TEXT PROVIDED:
____

Posts tagged "programming-languages":

28 Jul 2014

Why C++?

Recently, on the otb-users mailing list somebody asked why C++ was chosen to implement OTB.

The main reasons why I chose C++ for OTB were the following (by order of relevance):

Most of the existing libraries on which OTB was going to rely on were written in C++. Not only ITK, which is at the core of OTB, but also OSSIM and gdal.
C++ can be as efficient as C and has higher level abstraction mechanisms allowing for cleaner code and architecture (templates, classes, name spaces, etc.).
C++ was the language I was most familiar with.

C++ was first introduced in the late 70's and was first called "C with classes" since C++ was designed to provide Simula's facilities for program organization together with C's efficiency and flexibility for systems programming. The class concept (with derived classes and virtual functions) was borrowed from the Simula programming language.

C++ supports different programming styles:

procedural and imperative styles due to its closeness to C,
object orientation with classes, virtual functions and inheritance,
generic programming through templates,
functional programming through function objects.

Let's have a look at these different items.

Procedural and imperative styles: the C style

C++ has the same tools as C for imperative programming. So there are the classical control flow mechanisms such as for and while loops, if statements, etc.

C++ supports procedural programming via functions, which are like C functions but with more strict type checking of the arguments. Unlike C, function arguments can be passed by reference, which is like passing a pointer to the object, but using the same syntax as if the object itself was passed. This allows to pass large objects without copying them as with pointers, but the programmer can choose to declare the reference as constant so that the object can't be modified inside the function.

Object orientation: C with classes

C++ has classes which are composite types (that is, they can contain other objects) like C structs, but they can also have associated methods, or member functions. At first, object orientation in C++ can be seen very as similar to Java's or Python's in terms of what a class can contain and how it is used. The main difference is that C++ uses value semantics. In clear, when a variable of a given class is created in C++, it is a value, like an int or a double. In Java or Python, this is not the case. In these languages, what you get is a reference to an object, not the object itself, and therefore, you can't manage memory as you would want to and a garbage collector is needed in order to free memory when the object is not used anymore.

____

REQUIRED TASKS:
#1 Name every programming style that the post on why C++ was chosen for OTB says C++ supports.
#2 Carry on the post on why C++ was chosen for OTB from the point where it stops.

EXERCISE DATA:

____

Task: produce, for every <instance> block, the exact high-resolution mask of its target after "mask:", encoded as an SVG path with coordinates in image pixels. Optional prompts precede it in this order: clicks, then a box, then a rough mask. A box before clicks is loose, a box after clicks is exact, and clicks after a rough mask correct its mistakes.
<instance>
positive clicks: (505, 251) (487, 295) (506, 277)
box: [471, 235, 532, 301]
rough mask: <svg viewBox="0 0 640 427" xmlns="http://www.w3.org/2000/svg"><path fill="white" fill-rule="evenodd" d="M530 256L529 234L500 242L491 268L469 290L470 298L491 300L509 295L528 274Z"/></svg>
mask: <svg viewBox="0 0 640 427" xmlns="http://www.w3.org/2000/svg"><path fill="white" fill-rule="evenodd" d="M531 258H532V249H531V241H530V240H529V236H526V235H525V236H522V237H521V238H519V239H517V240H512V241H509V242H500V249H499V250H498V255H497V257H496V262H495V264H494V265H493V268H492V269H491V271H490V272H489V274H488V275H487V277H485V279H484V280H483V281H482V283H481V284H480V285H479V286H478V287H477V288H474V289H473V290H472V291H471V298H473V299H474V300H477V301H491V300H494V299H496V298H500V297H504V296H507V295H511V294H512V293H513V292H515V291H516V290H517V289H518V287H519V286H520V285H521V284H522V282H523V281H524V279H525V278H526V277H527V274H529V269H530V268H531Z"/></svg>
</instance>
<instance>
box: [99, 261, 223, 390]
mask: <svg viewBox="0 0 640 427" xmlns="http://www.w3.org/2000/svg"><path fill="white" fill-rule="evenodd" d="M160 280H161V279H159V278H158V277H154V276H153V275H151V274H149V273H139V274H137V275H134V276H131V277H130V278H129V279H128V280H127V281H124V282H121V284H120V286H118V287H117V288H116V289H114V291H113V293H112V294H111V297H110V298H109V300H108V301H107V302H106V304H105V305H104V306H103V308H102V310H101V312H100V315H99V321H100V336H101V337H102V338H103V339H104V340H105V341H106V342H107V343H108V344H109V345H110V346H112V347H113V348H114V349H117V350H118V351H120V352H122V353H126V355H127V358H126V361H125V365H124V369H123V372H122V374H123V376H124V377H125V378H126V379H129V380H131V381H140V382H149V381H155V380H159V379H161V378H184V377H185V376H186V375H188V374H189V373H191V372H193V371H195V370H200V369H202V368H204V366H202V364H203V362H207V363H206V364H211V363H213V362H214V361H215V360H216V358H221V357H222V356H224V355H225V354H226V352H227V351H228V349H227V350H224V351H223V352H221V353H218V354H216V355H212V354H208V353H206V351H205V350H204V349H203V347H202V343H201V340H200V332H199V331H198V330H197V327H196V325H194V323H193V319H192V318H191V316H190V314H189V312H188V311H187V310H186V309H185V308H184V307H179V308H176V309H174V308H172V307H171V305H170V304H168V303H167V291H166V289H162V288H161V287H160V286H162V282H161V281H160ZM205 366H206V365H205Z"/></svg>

____

OUTPUTS IN ORDER:
#1
- Procedural and imperative styles
- Object orientation
- Generic programming
- Functional programming

#2
In C++ you can choose to have an object (the default behavior) and in this case, like an int or a double, it will be allocated in the stack and be deallocated automatically when it goes out of scope (typically at the end of the block, when a closing curly brace is found). So there is no need for garbage collector, since no garbage is generated. Java programmers will appreciate this joke …

On the other hand, you can choose to use pointers to the objects, and then the objects are allocated in the free store and the programmer is responsible for freeing the memory.

C++ offers multiple inheritance (unlike Java) and virtual functions (like Java).

C++ also offers operator overloading. This means that arithmetic operators like + for addition or * for multiplication can be redefined for each class. This is useful for instance for a matrix class. Other operators like [], -> can also be overloaded.

Generic programming: templates and the STL

Generic programming can be used in C++ thanks to templates. Class templates are classes defined in terms of generic types. That is, a class can contain an object of type T which is not defined. All code, like member functions, etc. can be written in terms of this generic type.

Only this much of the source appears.